From the data that follows, report the number of lines including "below", and only that number.

═══ Material provided

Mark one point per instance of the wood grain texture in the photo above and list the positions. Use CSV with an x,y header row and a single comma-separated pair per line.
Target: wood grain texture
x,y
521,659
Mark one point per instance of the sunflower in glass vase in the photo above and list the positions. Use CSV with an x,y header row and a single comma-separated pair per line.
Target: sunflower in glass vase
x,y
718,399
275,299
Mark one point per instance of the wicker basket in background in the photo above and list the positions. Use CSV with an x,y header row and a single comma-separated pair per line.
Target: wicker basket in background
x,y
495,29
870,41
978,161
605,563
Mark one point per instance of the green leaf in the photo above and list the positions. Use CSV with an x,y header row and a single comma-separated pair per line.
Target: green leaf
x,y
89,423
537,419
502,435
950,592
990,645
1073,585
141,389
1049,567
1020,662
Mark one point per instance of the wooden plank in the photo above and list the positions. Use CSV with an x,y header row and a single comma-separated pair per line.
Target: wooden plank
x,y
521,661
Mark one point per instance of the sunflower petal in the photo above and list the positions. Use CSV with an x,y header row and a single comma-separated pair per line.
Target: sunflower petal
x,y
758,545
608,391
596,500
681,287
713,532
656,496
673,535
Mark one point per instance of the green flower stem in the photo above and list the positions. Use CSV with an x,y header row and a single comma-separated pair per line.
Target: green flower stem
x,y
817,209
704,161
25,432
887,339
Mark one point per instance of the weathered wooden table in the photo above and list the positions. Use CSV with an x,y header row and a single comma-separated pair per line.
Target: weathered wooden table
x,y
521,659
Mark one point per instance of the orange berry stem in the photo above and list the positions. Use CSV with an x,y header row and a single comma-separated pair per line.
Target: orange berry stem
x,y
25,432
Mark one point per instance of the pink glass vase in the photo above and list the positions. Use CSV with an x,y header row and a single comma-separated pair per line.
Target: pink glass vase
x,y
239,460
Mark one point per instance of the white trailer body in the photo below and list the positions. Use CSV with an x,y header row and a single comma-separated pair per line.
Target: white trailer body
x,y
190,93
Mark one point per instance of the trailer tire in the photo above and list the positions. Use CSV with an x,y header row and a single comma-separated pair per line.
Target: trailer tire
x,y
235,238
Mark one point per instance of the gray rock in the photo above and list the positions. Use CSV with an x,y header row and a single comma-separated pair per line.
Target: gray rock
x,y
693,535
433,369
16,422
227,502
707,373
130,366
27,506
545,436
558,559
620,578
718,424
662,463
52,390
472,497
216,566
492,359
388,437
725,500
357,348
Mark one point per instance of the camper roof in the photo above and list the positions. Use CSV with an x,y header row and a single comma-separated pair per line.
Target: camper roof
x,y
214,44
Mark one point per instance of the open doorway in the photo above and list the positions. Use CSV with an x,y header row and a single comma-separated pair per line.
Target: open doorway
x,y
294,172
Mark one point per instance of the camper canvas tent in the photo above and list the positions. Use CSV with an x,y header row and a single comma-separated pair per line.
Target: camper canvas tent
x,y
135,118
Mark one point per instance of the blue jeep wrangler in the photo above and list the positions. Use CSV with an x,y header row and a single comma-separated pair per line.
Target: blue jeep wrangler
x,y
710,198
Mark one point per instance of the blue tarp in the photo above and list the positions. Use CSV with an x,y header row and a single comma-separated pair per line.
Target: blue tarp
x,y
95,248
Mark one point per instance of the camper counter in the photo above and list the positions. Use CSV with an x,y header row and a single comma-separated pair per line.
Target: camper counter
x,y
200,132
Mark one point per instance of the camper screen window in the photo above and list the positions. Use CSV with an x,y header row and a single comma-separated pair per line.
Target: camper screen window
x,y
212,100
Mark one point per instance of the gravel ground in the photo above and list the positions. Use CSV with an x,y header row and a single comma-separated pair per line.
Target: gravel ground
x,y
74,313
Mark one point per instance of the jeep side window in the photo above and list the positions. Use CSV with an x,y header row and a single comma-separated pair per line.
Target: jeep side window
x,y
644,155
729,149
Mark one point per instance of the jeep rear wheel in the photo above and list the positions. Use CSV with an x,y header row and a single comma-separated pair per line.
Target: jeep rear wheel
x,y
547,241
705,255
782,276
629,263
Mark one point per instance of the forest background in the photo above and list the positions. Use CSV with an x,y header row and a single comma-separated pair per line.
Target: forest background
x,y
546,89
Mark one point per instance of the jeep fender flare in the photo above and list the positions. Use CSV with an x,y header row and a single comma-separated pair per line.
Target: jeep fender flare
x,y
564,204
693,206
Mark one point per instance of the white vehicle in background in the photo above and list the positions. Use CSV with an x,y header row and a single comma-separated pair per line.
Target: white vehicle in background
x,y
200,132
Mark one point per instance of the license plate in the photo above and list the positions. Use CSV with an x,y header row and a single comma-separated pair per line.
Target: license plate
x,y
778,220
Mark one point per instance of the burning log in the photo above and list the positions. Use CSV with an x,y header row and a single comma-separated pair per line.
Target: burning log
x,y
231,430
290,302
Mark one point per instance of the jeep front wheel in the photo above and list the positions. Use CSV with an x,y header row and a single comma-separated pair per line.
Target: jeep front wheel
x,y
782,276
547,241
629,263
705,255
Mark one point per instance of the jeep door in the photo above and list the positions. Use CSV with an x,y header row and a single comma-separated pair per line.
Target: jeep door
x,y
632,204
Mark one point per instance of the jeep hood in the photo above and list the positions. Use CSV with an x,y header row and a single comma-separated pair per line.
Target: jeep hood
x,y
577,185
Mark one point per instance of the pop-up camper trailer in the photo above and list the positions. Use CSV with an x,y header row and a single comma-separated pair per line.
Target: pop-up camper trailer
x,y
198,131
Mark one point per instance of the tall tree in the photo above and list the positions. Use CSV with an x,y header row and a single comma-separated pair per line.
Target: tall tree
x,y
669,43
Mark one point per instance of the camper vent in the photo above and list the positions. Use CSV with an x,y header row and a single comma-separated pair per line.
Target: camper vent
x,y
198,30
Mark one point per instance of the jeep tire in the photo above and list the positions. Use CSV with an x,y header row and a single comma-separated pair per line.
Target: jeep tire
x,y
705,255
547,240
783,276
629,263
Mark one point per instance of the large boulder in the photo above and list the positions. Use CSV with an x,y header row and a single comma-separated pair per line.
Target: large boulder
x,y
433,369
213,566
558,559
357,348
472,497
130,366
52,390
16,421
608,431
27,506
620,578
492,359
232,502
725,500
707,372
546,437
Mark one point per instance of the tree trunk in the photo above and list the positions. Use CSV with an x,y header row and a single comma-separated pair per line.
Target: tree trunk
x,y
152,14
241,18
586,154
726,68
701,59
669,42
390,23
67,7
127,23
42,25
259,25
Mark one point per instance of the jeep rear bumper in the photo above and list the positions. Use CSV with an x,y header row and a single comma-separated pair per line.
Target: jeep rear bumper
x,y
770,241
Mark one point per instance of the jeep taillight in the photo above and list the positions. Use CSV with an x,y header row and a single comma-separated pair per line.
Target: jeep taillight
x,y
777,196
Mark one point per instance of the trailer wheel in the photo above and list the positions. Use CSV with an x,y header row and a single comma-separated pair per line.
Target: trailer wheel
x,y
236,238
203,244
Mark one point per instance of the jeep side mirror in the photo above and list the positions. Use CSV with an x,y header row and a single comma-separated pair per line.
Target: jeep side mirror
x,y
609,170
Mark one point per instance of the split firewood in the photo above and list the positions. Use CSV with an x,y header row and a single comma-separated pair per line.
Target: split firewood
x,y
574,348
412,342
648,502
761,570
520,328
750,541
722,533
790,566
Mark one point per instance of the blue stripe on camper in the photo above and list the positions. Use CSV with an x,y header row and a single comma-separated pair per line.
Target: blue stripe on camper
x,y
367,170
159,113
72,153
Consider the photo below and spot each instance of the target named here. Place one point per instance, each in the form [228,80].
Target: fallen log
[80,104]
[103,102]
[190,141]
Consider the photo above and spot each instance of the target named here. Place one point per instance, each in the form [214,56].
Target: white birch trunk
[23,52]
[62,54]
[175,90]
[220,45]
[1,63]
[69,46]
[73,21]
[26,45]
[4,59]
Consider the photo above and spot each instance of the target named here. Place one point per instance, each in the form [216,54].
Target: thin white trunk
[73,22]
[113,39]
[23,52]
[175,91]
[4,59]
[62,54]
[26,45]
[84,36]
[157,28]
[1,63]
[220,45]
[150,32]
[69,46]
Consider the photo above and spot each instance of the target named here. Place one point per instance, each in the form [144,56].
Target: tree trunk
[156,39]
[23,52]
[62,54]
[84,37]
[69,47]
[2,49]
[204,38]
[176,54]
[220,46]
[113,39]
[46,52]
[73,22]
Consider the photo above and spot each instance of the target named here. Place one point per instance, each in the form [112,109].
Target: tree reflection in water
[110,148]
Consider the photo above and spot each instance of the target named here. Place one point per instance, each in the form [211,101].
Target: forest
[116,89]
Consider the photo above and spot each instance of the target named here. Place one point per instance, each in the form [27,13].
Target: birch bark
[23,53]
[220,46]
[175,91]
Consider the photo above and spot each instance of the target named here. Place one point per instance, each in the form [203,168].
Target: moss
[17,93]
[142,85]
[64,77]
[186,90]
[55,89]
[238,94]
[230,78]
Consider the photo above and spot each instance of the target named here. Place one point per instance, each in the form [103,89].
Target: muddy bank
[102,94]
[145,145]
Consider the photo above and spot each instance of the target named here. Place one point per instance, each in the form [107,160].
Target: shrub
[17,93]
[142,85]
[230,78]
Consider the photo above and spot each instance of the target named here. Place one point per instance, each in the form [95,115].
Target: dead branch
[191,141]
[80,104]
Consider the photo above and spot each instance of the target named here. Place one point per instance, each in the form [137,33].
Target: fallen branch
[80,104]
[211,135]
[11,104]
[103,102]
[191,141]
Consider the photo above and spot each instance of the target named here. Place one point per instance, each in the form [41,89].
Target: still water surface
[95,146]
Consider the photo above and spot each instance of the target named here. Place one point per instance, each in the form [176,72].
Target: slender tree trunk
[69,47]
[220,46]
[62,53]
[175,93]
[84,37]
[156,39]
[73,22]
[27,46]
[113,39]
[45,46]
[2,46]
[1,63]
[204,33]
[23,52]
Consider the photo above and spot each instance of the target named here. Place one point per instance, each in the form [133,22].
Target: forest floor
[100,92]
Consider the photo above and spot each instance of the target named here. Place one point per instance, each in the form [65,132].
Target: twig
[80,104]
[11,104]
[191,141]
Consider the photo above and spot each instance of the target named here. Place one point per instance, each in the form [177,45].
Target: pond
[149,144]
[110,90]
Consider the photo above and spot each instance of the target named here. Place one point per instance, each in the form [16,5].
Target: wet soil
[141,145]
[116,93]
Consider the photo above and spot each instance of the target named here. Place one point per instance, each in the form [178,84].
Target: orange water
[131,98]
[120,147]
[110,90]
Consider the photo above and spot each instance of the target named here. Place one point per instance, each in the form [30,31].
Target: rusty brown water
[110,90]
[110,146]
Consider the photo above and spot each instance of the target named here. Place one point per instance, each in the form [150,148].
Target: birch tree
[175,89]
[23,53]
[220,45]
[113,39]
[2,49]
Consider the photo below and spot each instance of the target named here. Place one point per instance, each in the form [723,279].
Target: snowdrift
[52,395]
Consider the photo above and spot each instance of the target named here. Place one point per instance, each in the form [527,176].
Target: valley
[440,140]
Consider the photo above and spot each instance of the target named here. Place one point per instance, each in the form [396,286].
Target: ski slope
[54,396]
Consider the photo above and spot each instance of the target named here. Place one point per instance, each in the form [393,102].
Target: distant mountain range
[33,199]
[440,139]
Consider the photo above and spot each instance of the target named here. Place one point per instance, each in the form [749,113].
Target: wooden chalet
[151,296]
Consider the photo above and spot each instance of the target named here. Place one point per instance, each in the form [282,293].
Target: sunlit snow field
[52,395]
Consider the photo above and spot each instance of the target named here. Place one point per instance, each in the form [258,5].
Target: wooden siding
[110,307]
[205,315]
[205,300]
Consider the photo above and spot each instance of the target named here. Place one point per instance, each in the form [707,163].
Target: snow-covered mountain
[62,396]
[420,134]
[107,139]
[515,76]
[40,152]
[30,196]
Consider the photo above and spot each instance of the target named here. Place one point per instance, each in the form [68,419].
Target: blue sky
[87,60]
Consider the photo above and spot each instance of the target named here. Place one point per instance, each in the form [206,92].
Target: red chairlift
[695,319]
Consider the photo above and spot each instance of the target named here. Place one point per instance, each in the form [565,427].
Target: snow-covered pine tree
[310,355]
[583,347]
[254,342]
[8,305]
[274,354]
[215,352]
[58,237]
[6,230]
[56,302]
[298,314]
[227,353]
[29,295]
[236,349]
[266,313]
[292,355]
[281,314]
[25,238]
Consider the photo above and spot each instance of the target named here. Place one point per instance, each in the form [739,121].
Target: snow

══════

• [Your solution]
3